◆ Exercise objective ◆
The records that follow need to be output exactly as they are.

Extracted records Start Marker

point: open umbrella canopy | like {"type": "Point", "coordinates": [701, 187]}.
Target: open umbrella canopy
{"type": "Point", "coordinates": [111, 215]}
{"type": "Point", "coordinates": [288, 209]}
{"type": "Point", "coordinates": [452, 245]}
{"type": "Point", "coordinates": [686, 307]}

Extracted records End Marker

◆ Your solution ◆
point: open umbrella canopy | like {"type": "Point", "coordinates": [701, 187]}.
Target: open umbrella canopy
{"type": "Point", "coordinates": [111, 215]}
{"type": "Point", "coordinates": [288, 209]}
{"type": "Point", "coordinates": [452, 245]}
{"type": "Point", "coordinates": [686, 307]}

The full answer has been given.